While European and American TV and film producers take care to have dialogue dubbed into foreign languages using voices that are appropriate for each actor, the dubbing in Poland continues to be done by "lektors" males with smoking-seasoned voices who speak the dialogue of all the characters in a story in the same pitch. The trick, according to an October Wall Street Journal dispatch, is "speaking so smoothly that viewers forget that Paris Hilton sounds like a Polish Johnny Cash." One experiment using six different actors for the cast of an episode of "Friends" bombed with viewers, and the next week, the lektor returned.
In November, an association of Ugandan activists of Rwandan descent complained to the Ugandan Parliament that the government was discriminating against its women, in that passport-application officials single them out to verify their Ugandan nationality based on the whether their derrieres and legs are sufficiently large. According to a columnist for the newspaper East African, "Uganda is a society that's besotted with women's buttocks like few other places are." (Immigration officials denied that they "profile.")
Jacob Zuma, a flamboyant Zulu activist since his teen years, was elected president of the African National Congress in December and is a presumed shoo-in to become president of South Africa in 2009, despite a 2005 rape trial (at which he was acquitted). Zuma had testified that the sex was consensual, that "(i)n Zulu culture, you cannot leave a woman if she is ready. To deny her sex, that would have been tantamount to rape." He also said that he had not bothered with a condom even though he knew she was HIV-positive, cheerfully explaining, "I had a shower afterward." (The rate of HIV infection in Zuma's KwaZulu-Natal province is about 40 percent.)

DATASET
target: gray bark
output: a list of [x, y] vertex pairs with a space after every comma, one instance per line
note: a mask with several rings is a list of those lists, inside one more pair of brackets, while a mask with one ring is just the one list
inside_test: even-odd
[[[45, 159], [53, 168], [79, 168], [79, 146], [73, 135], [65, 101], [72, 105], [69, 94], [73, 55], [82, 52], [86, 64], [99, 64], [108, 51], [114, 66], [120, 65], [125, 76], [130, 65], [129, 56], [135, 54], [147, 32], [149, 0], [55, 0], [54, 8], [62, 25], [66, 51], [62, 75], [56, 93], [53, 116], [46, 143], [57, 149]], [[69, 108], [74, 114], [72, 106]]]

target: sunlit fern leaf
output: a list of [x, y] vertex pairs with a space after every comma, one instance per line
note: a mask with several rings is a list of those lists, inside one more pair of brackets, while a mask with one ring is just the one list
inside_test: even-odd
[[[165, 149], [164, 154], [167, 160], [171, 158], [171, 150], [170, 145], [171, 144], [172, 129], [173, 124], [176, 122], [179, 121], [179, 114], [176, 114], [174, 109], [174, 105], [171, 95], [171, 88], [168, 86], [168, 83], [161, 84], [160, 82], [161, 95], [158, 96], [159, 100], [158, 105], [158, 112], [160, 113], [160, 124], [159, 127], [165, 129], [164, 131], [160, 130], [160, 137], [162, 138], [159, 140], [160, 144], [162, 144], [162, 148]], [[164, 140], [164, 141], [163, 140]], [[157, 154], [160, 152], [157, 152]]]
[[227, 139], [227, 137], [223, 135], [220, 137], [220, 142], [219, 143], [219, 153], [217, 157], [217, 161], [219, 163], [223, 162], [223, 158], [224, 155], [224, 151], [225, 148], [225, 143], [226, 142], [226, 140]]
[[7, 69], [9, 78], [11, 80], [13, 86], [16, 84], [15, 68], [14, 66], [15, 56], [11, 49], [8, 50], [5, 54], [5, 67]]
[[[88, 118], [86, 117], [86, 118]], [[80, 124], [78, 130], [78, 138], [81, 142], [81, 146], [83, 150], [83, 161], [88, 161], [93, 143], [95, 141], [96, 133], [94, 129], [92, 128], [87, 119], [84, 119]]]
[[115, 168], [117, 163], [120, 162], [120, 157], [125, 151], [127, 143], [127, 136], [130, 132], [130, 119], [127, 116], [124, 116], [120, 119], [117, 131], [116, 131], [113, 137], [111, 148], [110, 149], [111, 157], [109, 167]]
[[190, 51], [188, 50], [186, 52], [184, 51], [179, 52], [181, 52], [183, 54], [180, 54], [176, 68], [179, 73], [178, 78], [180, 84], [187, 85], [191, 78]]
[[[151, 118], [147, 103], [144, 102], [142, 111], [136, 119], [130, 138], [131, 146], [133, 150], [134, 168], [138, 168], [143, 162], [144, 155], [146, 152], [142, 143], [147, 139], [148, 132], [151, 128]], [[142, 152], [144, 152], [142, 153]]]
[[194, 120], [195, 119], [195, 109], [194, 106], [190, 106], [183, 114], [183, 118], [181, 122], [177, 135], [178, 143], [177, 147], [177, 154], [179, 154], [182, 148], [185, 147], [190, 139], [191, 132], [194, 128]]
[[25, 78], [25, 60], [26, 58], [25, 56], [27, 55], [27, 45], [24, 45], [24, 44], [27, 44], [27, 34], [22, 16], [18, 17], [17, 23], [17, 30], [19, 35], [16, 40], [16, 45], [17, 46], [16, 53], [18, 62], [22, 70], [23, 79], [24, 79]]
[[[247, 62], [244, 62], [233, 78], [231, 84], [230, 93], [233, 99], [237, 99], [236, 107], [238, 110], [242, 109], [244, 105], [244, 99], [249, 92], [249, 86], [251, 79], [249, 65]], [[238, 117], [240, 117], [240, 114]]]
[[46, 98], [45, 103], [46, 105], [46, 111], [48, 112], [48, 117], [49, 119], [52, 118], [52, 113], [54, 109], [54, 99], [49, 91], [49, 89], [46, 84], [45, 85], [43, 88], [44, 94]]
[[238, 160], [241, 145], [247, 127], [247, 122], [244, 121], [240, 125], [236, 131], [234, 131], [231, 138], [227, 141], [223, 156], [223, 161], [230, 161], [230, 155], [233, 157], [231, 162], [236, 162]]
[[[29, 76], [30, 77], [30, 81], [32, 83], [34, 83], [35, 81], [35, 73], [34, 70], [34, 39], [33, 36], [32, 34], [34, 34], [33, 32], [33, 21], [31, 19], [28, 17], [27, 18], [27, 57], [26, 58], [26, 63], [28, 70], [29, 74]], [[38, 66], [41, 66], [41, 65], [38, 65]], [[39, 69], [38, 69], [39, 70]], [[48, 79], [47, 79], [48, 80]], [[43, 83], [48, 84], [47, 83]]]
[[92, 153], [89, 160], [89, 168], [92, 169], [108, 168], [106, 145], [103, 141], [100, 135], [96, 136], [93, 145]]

TASKS TO CARRY OUT
a. Reproduce the stretch of the news roundup from "Jacob Zuma, a" through "about 40 percent.)", switching "condom" to "prophylactic".
b. Answer these questions from the news roundup:
(i) How many actors were used in the experiment with an episode of "Friends"?
(ii) A columnist for which newspaper is quoted about Ugandan society?
(iii) Of what organization was Jacob Zuma elected president in December?

YOUR RESPONSES
a.
Jacob Zuma, a flamboyant Zulu activist since his teen years, was elected president of the African National Congress in December and is a presumed shoo-in to become president of South Africa in 2009, despite a 2005 rape trial (at which he was acquitted). Zuma had testified that the sex was consensual, that "(i)n Zulu culture, you cannot leave a woman if she is ready. To deny her sex, that would have been tantamount to rape." He also said that he had not bothered with a prophylactic even though he knew she was HIV-positive, cheerfully explaining, "I had a shower afterward." (The rate of HIV infection in Zuma's KwaZulu-Natal province is about 40 percent.)

b.
(i) Six
(ii) East African
(iii) The African National Congress